» **QUOTED TEXT**
◇ ◇ ◇
If you take any income over the LTA as a lump sum, it will be taxed at an eye-watering 55%. If, instead, you take it as a regular income that could soften the blow slightly as it will be taxed at 25%. Although, that will be on top of your marginal rate so it’s still a minimum of 45% and could even cost you 65% if you’re a higher rate taxpayer. Ouch!

How could this impact me?

I can already hear you thinking “I don’t need to worry about that? A million pounds is a long way off!” Well, maybe it’s time to re-consider…

If you have £700,000 in your pension and it grew at around 5% a year, even if you completely stopped contributing, your pot would be over the million-pound mark in just over seven years – not that long at all. If you were also contributing £1,000 a month, you’ll have in excess of a million pounds in just six years – the lifetime allowance can creep up on you pretty quickly.

How can I prevent myself from being taxed at 55%

It’s important not to be complacent. If you don’t want the LTA to affect you, you have to plan ahead. Ultimately, depending on your objectives, there may come a point when it’s sensible to stop contributing to your pension and make use of some of the other tax wrappers available to you.
◇ ◇ ◇
» **INFORMATION PROVIDED**
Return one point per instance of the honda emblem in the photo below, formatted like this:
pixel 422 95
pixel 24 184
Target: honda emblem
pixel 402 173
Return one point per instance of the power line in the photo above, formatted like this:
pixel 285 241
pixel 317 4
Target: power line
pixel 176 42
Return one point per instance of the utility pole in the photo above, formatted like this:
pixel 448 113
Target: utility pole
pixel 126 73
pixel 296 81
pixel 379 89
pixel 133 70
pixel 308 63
◇ ◇ ◇
Can you rewrite the lifetime allowance passage starting with "I can already" and going on through "available to you.", with "retirement fund" in place of "pension"? These records have no connection to the passage on the pension lifetime allowance.

I can already hear you thinking “I don’t need to worry about that? A million pounds is a long way off!” Well, maybe it’s time to re-consider…

If you have £700,000 in your retirement fund and it grew at around 5% a year, even if you completely stopped contributing, your pot would be over the million-pound mark in just over seven years – not that long at all. If you were also contributing £1,000 a month, you’ll have in excess of a million pounds in just six years – the lifetime allowance can creep up on you pretty quickly.

How can I prevent myself from being taxed at 55%

It’s important not to be complacent. If you don’t want the LTA to affect you, you have to plan ahead. Ultimately, depending on your objectives, there may come a point when it’s sensible to stop contributing to your retirement fund and make use of some of the other tax wrappers available to you.